> Objective
Without the pictures, can you quote each line below exactly?
══ Materials provided ══
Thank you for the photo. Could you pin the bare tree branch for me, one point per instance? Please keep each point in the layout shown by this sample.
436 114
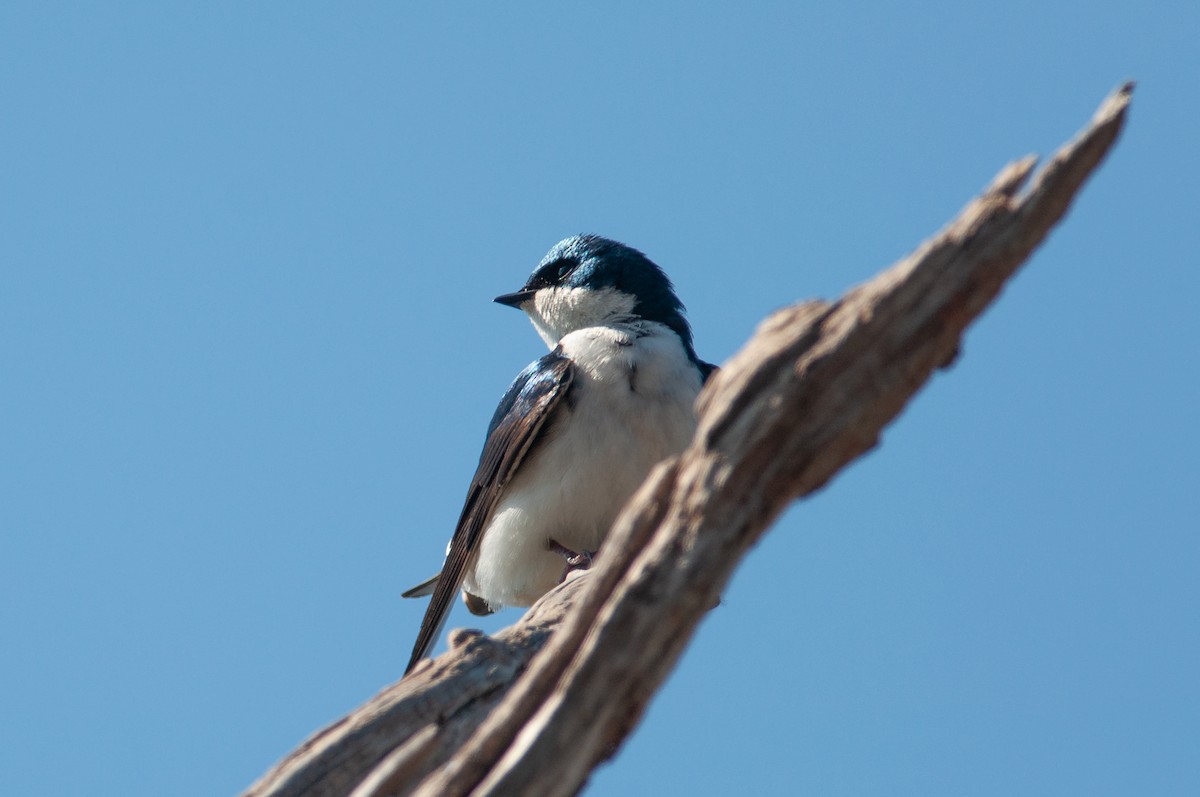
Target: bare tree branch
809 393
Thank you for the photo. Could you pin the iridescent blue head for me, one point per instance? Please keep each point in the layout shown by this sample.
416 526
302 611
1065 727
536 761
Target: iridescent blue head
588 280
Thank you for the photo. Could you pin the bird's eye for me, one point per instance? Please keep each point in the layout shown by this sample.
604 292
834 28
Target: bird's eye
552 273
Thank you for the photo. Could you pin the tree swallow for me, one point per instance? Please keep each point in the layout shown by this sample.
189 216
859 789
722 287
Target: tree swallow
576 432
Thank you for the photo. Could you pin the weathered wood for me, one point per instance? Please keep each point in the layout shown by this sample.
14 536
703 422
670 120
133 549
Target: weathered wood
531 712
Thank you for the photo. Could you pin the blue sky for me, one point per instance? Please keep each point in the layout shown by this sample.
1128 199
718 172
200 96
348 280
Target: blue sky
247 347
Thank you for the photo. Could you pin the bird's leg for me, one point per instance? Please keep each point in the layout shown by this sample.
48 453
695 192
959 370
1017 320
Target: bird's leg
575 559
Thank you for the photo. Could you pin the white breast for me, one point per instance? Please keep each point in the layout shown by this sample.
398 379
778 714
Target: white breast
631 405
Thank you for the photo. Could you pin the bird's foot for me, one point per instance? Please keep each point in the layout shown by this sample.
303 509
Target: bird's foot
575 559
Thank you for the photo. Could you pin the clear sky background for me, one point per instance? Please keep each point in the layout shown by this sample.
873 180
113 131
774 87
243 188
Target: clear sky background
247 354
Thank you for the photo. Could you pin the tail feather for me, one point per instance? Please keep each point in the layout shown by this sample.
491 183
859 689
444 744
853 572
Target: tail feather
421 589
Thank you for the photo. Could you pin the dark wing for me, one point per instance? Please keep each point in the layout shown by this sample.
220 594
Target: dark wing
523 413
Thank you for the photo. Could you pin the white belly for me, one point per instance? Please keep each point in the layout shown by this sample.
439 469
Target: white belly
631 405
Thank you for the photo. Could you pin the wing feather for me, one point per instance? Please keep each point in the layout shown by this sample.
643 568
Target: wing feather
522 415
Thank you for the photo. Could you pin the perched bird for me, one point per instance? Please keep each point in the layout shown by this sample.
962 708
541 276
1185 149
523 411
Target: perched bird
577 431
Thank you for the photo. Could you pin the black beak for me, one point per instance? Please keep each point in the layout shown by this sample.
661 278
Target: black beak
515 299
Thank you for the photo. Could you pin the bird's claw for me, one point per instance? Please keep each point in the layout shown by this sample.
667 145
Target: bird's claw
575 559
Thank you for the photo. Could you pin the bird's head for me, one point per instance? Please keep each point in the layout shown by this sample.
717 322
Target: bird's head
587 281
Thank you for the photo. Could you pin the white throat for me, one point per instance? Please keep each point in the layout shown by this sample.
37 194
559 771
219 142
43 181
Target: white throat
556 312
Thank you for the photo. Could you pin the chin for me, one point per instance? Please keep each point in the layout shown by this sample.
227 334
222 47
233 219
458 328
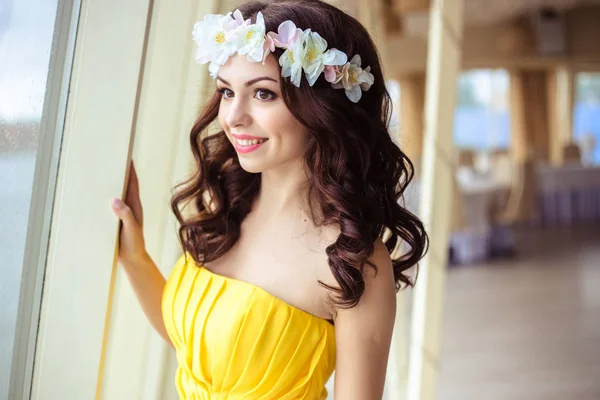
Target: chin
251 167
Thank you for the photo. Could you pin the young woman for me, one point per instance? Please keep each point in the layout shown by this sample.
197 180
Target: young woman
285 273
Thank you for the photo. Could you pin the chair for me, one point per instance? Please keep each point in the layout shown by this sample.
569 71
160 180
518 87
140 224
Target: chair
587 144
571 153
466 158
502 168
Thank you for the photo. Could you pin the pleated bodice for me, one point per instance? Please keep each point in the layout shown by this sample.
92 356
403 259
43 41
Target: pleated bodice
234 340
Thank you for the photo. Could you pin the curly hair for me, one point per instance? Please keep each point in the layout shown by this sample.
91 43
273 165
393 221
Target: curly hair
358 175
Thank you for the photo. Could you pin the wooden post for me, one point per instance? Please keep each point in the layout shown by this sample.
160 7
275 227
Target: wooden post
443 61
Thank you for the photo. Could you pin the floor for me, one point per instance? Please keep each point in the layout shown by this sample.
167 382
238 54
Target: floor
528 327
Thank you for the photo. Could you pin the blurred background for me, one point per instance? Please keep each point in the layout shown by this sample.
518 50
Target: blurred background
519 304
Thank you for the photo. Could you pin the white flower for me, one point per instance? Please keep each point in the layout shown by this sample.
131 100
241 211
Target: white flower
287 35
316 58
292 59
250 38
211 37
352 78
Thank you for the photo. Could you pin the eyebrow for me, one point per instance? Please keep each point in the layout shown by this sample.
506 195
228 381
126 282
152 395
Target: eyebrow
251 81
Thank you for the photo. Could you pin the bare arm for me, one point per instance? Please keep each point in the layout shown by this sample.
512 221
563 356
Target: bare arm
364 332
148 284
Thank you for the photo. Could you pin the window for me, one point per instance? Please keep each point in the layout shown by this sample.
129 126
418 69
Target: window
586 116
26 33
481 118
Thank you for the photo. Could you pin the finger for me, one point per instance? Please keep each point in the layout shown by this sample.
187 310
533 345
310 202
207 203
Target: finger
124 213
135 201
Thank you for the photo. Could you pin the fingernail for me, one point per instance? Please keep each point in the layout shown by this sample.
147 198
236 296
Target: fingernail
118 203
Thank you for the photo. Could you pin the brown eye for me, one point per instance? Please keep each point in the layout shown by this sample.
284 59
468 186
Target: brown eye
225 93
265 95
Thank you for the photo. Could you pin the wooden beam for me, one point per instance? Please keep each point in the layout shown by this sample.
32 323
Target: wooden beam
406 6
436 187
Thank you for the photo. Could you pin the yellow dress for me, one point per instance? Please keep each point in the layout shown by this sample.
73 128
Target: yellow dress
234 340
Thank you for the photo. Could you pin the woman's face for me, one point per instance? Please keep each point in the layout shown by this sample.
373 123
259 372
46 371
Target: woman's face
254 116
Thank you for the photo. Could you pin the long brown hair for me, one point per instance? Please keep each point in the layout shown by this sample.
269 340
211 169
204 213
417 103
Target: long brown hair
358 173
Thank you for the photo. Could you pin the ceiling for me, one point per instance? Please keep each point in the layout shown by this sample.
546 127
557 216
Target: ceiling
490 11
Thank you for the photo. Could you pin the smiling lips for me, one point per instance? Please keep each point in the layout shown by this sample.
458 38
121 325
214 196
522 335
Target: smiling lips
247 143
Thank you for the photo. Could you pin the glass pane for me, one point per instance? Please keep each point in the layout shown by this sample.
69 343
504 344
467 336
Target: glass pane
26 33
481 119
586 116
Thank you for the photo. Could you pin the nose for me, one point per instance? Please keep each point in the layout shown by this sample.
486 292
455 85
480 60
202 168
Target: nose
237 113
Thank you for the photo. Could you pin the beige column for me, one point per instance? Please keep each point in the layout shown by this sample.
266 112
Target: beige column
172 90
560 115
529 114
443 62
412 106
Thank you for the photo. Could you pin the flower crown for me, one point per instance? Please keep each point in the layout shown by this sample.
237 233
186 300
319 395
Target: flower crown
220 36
═══
> Written answer
Thank you for the photo. Could you pin the bare tree branch for me, one point per instance? Please keep each point in the layout shown by this sample.
436 114
Target: bare tree branch
809 393
Thank you for the photo. Could you pin the iridescent blue head for me, one point per instance? Please keep each point in the layout shown by this sample.
416 526
302 611
1065 727
536 761
Target: iridescent blue head
588 280
Thank you for the photo. Could you pin the bird's eye for me, one point per instance? Please keep each point in the layout shown by this sample.
604 292
834 28
Target: bird's eye
552 273
Thank you for the photo. Could you pin the tree swallow for me, one point per instance? Please keep each point in the layout shown by this sample.
189 216
859 789
722 287
Target: tree swallow
576 432
Thank you for the photo. Could you pin the weathered wood for me, one point per instance? Please keep each point in the layout shown by this sample.
14 536
703 422
670 120
133 549
Target: weathered wood
531 712
Thank you for the photo. Could you pin the blue sky for me, one point per instance? Please keep each point in the layout shown by this sample.
1128 199
718 172
200 96
348 280
Target: blue sky
247 347
Thank you for the photo. Could you pin the bird's leg for me, one point per instance? Please keep each point in the layout shown by this sample.
48 453
695 192
959 370
1017 320
Target: bird's leg
575 559
Thank you for the photo. Could you pin the white breast for me, one point per instance? Please keep each point in the layout shown by this sample.
398 379
778 714
Target: white breast
631 405
Thank you for the photo. Could you pin the bird's foot for me, one point per instance? Please keep each point in the layout shown by this sample.
303 509
Target: bird's foot
575 559
Thank you for the photo. Could you pin the clear sky background for me, one point per instance? Please keep each point in the layout shown by this sample.
873 180
113 131
774 87
243 188
Target: clear sky background
247 354
Thank you for the photo. Could you pin the tail feather for me, one point per instance? Please keep each point in the layout shown by this sample.
491 183
859 689
444 744
853 572
Target: tail feather
421 589
Thank you for the photo. Could you pin the dark wing for me, one point per instance? Please keep each point in the layout shown by this sample.
220 594
Target: dark wing
523 413
Thank you for the photo. Could you pin the white belly for me, one point per instance? Please keep each point in the layout shown by this sample.
439 469
Target: white belly
631 405
Thank you for the photo. Could you pin the wing feather for me, one point per instance? Please keep each point in the layout shown by this sample.
643 568
Target: wing feather
522 415
Thank you for the photo. Could you pin the perched bird for me, one point per instance? Please keep each point in the layout shown by this sample.
962 708
541 276
1185 149
523 411
Target: perched bird
577 431
Thank you for the photo. Could you pin the black beak for me, one point per instance? Please keep each point in the layout shown by this sample.
661 278
Target: black beak
515 299
Thank you for the photo. Could you pin the bird's claw for me, one point per instance? Please keep each point in the layout shown by this sample.
667 145
Target: bird's claw
575 559
Thank you for the photo. Could you pin the bird's head for me, one point per instance? Please keep each point in the layout shown by this sample.
717 322
Target: bird's head
587 281
Thank you for the photo. Could you pin the white throat for me, one point per instance? Please keep each point in the layout shown by this sample.
37 194
559 771
219 142
43 181
Target: white throat
556 312
Thank you for the photo. Could you pin the chin for me, one point per instance? Please keep each point in the layout shown by this sample.
227 334
222 47
233 219
458 328
Target: chin
251 167
Thank you for the photo. Could you pin the young woman for me, one point per instance? Please keep each point in the layout shown by this sample.
197 180
Target: young woman
285 273
Thank you for the photo. Could you pin the chair for me, one point per instance? Please keep each point in the layout shown by this sample.
569 71
160 180
518 87
140 224
Target: chair
587 144
571 153
466 158
502 168
Thank you for the photo. Could you pin the pleated bodice for me, one point per instance? Please keep each point in the layout shown by this sample.
92 356
403 259
43 41
Target: pleated bodice
234 340
Thank you for the photo. Could you pin the curly hair for me, one point per instance? Please keep each point in the layout shown by this sample.
91 43
273 165
393 221
Target: curly hair
358 175
Thank you for the photo. Could you pin the wooden post for me, one point per instance? Please keep each point in the layout shown by this sample.
160 7
275 227
Target: wooden post
443 61
Thank you for the photo. Could you pin the floor for me, one point per instance? Please keep each point in the layout shown by this sample.
167 382
238 54
Target: floor
528 327
Thank you for the photo. Could you pin the blurred background for me, one point per instance? Please keep each point in the layout shown by this sample.
518 50
Target: blurred background
519 304
Thank you for the photo. Could you pin the white flower for me, one point per instance? Please keep each point in the layout shown by this sample.
131 100
241 211
Target: white flower
287 35
316 58
292 59
250 38
211 37
352 78
Thank you for the photo. Could you pin the eyebrow for me, one point per instance? Please keep each point in the layout shown by this sample.
506 195
228 381
126 282
152 395
Target: eyebrow
251 81
Thank you for the photo. Could you pin the bare arm for me, one point per instance? Please keep each point in the layout shown by this sample.
512 221
563 356
Target: bare arm
364 332
148 284
Thank you for the photo. Could you pin the window for me, one point per instance? Please keep each point in the layout shown by this sample.
129 126
418 69
Target: window
586 116
26 33
481 118
Thank you for the photo. Could you pin the finger for me, one point per instance? Please keep each point in the layout shown by this sample.
187 310
533 345
310 202
207 203
Target: finger
124 213
135 201
Thank you for the photo. Could you pin the fingernail for me, one point per instance? Please keep each point in the layout shown by this sample.
147 198
236 296
Target: fingernail
118 203
Thank you for the photo. Could you pin the brown eye for me, one point per instance? Please keep each point in the layout shown by this sample.
284 59
468 186
Target: brown eye
225 93
265 95
Thank you for the photo. Could you pin the wooden beam for me, one point per instance? Please keep each point in the layout shown by this sample.
32 323
Target: wooden beam
406 6
436 187
Thank you for the photo. Could you pin the yellow dress for me, one point per instance? Please keep each point in the layout shown by this sample.
73 128
Target: yellow dress
234 340
Thank you for the photo. Could you pin the woman's face for me, one point per instance? Please keep each point in the layout shown by this sample.
373 123
259 372
46 371
Target: woman's face
254 116
Thank you for the photo. Could you pin the long brown hair for me, one point per instance? Please keep each point in the layout shown by this sample.
269 340
211 169
204 213
417 103
Target: long brown hair
358 173
Thank you for the photo. Could you pin the ceiling for me, one point per instance? Please keep each point in the layout shown by this sample.
546 127
557 216
Target: ceiling
490 11
Thank you for the photo. Could you pin the smiling lips for me, one point per instance? Please keep each point in the layout shown by this sample.
458 38
121 325
214 196
522 335
Target: smiling lips
247 143
Thank you for the photo. Could you pin the glass pane for me, one point per instance? Please keep each point in the layout shown by this sample.
69 343
504 344
467 336
Target: glass pane
26 33
481 119
586 116
Thank you for the photo. Could you pin the nose for me, one point per instance? Please keep each point in the layout shown by this sample.
486 292
455 85
480 60
202 168
Target: nose
237 113
Thank you for the photo. Could you pin the beige column for me, one point per instance? Please keep each point in the layout shown by this sample.
266 112
Target: beige column
172 90
560 115
529 114
443 62
412 106
Thank you for the photo. Could you pin the flower crown for me, one point per instance? Please keep each point in the layout shown by this sample.
237 233
186 300
319 395
Target: flower crown
220 36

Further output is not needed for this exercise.